=== EXTRACTED TEXT ===
Longfellow scholar Christoph Irmscher suggests that Fuller’s criticisms were partly inspired by uneasiness over the poet’s appeal to broad classes of audiences.20 Such an assessment is an odd one, however, and implies Fuller considered herself an elitist. In fact, she appealed to the learned class in her writings while still visiting condemned prostitutes in prison. More likely, she, just as Poe often did, was offering a type of excessive criticism bordering on satire to balance the excessive praise bordering on insincere that other critics were publishing. Incidentally, both Poe and Fuller, in part due to their vitriolic assessment of Longfellow, also earned an enemy in fellow Cambridge poet James Russell Lowell.

Her Tragic Death

Not long after her review of Longfellow, Fuller moved to Italy. After some time there, Fuller (now Marchesa Ossoli) was returning to the United States with her husband and infant son in July 1850 when the boat on which they were sailing hit a sandbar. All three members of the family were presumed drowned in the shipwreck, though they were within sight of shore. Only the baby–Angelino–was found; he was buried at Mount Auburn Cemetery with a cenotaph that commemorates all three. Also on board was Horace Sumner, brother to Senator Charles Sumner, one of Longfellow’s closest friends. “What a sad tragedy is the wreck of the Elisabeth,” wrote Fanny Longfellow. “The poor Marchioness’ fate is in keeping with her romantic history, but very sad for her mother & friends.”21 Her husband noted, “What a calamity! A singular woman for New England to produce; original and somewhat self-willed; but full of talent and full of work. A tragic end to a somewhat troubled and romantic life.”22

The tragedy elevated Fuller’s celebrity status. Greeley hoped to take immediate advantage and contacted Emerson about publishing a biography “before the interest excited by her sad decease has passed away.”23 Ultimately, the two-volume book was a collaborative effort by Fuller’s friends Emerson, William Henry Channing, and James Freeman Clarke. The Longfellows read this book not long after its publication. “It is deeply interesting,” wrote Fanny Longfellow, “& shows forth a woman of nobler heart & brain than I had supposed. There was so much distasteful in her manners we evidently did her no justice, though her friends were of the most devoted kind.”24 The two volumes of the Memoirs of Margaret Fuller Ossoli remain in the collection today, signed by Henry W. Longfellow.25

Notes

1. Charles Capper, Margaret Fuller: An American Romantic Life: The Private Years (New York: Oxford University press, 1992), 119–120. Joan Von Mehren, Minerva and the Muse: A Life of Margaret Fuller (Amherst: University of Massachusetts Press, 1994), 10.
=== LISTED ENTRIES ===
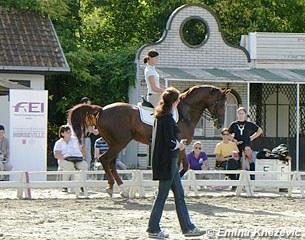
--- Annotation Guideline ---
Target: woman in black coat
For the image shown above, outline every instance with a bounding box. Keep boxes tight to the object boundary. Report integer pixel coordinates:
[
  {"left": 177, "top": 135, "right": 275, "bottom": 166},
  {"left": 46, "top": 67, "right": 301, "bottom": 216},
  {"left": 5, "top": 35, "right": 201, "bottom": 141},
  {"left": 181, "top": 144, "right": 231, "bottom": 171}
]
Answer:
[{"left": 147, "top": 87, "right": 204, "bottom": 239}]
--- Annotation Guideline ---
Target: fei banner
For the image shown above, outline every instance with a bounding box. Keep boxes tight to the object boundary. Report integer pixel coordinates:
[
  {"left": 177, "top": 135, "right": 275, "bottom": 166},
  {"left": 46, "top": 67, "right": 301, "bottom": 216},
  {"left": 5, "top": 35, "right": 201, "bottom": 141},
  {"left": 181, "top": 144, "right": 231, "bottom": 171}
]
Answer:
[{"left": 9, "top": 89, "right": 48, "bottom": 180}]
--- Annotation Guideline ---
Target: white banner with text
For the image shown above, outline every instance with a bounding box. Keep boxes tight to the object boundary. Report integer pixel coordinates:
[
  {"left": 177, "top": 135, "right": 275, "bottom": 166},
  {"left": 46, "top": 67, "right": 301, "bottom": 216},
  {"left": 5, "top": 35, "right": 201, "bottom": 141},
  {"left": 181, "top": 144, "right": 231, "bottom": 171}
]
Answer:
[{"left": 9, "top": 89, "right": 48, "bottom": 180}]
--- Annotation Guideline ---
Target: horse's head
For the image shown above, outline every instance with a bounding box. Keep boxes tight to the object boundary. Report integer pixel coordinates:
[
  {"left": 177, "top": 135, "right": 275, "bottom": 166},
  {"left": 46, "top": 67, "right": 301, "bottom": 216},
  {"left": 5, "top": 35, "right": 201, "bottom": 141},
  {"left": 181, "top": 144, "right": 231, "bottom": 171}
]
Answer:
[
  {"left": 68, "top": 104, "right": 102, "bottom": 143},
  {"left": 207, "top": 88, "right": 230, "bottom": 128}
]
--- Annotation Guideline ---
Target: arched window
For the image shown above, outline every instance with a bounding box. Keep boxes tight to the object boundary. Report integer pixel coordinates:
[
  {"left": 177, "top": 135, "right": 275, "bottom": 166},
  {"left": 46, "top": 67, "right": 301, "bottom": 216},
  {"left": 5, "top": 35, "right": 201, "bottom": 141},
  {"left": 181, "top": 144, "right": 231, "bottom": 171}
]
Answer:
[
  {"left": 194, "top": 93, "right": 240, "bottom": 136},
  {"left": 214, "top": 93, "right": 239, "bottom": 136},
  {"left": 265, "top": 93, "right": 289, "bottom": 137}
]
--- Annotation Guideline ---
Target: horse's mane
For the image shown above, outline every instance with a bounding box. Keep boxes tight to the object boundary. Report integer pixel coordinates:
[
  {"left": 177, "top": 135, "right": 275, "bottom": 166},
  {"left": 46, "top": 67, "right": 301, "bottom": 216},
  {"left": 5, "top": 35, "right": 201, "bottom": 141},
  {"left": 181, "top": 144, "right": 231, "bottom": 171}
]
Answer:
[
  {"left": 180, "top": 84, "right": 222, "bottom": 99},
  {"left": 68, "top": 104, "right": 103, "bottom": 142}
]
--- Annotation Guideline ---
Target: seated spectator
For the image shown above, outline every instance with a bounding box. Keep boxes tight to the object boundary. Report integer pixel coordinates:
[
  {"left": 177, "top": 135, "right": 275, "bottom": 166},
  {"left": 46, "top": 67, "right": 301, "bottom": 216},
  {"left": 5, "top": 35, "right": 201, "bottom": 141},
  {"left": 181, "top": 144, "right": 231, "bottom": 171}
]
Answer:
[
  {"left": 241, "top": 145, "right": 257, "bottom": 180},
  {"left": 186, "top": 141, "right": 209, "bottom": 170},
  {"left": 54, "top": 125, "right": 88, "bottom": 192},
  {"left": 0, "top": 125, "right": 13, "bottom": 181},
  {"left": 214, "top": 128, "right": 240, "bottom": 184},
  {"left": 214, "top": 128, "right": 239, "bottom": 166},
  {"left": 94, "top": 137, "right": 127, "bottom": 180}
]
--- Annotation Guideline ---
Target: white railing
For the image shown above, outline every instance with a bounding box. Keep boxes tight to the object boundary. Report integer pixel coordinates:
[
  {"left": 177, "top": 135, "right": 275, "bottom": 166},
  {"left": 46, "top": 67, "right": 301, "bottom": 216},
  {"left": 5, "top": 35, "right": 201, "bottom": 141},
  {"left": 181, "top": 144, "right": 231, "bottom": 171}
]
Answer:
[{"left": 0, "top": 170, "right": 305, "bottom": 199}]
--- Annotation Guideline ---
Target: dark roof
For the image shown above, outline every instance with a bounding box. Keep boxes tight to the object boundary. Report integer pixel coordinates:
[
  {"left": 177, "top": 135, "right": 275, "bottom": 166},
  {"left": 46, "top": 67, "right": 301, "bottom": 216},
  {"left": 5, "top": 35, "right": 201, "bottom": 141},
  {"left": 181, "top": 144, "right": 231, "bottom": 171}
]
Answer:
[
  {"left": 157, "top": 67, "right": 305, "bottom": 84},
  {"left": 0, "top": 7, "right": 70, "bottom": 74}
]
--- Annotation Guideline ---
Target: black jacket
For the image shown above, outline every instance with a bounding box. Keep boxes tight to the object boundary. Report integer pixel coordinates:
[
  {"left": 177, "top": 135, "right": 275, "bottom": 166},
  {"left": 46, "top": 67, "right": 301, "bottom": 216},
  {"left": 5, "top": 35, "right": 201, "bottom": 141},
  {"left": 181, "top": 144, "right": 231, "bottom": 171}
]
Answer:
[{"left": 152, "top": 114, "right": 179, "bottom": 180}]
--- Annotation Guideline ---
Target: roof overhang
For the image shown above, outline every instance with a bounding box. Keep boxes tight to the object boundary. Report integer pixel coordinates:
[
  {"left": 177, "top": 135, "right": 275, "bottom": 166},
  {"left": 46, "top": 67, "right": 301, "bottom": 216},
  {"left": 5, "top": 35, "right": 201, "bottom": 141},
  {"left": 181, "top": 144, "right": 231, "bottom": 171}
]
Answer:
===
## WRITTEN PROBLEM A:
Which lines in the records contain the string "Target"? Show each of them.
## WRITTEN PROBLEM B:
Could you write what follows the passage about Margaret Fuller and the Longfellows, picking up right after its last line?
The records are unrelated to the text about Margaret Fuller and the Longfellows.

## FINAL RESULT A:
Target: woman in black coat
Target: fei banner
Target: white banner with text
Target: horse's head
Target: arched window
Target: horse's mane
Target: seated spectator
Target: white railing
Target: dark roof
Target: black jacket
Target: roof overhang

## FINAL RESULT B:
2. Abby Slater, In Search of Margaret Fuller (New York: Delacorte Press, 1978), 43.
3. Philip F. Gura, American Transcendentalism: A History (New York: Hill and Wang, 2007), 134.
4. LONG 8423-6
5. See Samuel Longfellow, ed., Life of Henry Wadsworth Longfellow (Boston: Houghton, Mifflin and Company, 1886), Volume I, 425.
6. Henry Longfellow referred to her as “A Miss Fuller” in his letter to George Washington Greene, July 23, 1839. See Samuel Longfellow, ed., Life of Henry Wadsworth Longfellow (Boston: Houghton, Mifflin and Company, 1886), Volume I, 327.
7. Letter, Fanny Appleton to Emmeline Austin, June 19, 1839, in the Frances Elizabeth Appleton Longfellow (1817-1861) Papers, 1825-1961 (LONG 20257), Longfellow House-Washington’s Headquarters NHS.
8. Letter, Fanny Appleton to Emmeline Austin, January 2, 1842, quoted in Edward Wagenknecht, ed., Mrs. Longfellow: Selected Journals and Letters of Fanny Appleton Longfellow (New York: Longmans, Green and Co., 1956), 81.
9. Joan Von Mehren, Minerva and the Muse: A Life of Margaret Fuller (Amherst: University of Massachusetts Press, 1994), 166.
10. Margaret Fuller, Woman in the Nineteenth Century (New York: Greeley & McElrath, 1845), 26.
11. Edwin Haviland Miller, Salem Is My Dwelling Place: A Life of Nathaniel Hawthorne (Iowa City: University of Iowa Press, 1991), 235.
12. See Joan von Mehren, Minerva and the Muse: A Life of Margaret Fuller (Amherst: University of Massachusetts Press, 1994), 226.
13. Margaret Fuller, At Home and Abroad (Boston: Crosby, Nichols, 1856), 119, quoted in Paula Blanchard, Margaret Fuller: From Transcendentalism to Revolution (Reading, Massachusetts: Addison-Wesley Publishing Company, 1987), 233. Originally published in the New York Daily Tribune, December 10, 1845.
14. ibid.
15. See Joan von Mehren, Minerva and the Muse: A Life of Margaret Fuller (Amherst: University of Massachusetts Press, 1994), 226.
16. See Margaret Fuller, Papers on Literature and Art (New York: Wiley and Putnam, 1846), 150-159. The book also includes her essay on “Modern Drama,” which briefly refers to Longfellow’s The Spanish Student.
17. Journal, Henry Wadsworth Longfellow, December 11, 1845, quoted in Samuel Longfellow, ed., Life of Henry Wadsworth Longfellow (Boston: Houghton, Mifflin and Company, 1886), Volume II, 26.
18. Charles C. Calhoun, Longfellow: A Rediscovered Life (Boston: Beacon Press, 2004), 253.
19. Fuller would not survive to see Longfellow’s retirement form Harvard to become a professional poet in 1854.
20. See Christoph Irmscher, Public Poet, Private Man: Henry Wadsworth Longfellow at 200 (Cambridge: Harvard University Press, 2009), 2.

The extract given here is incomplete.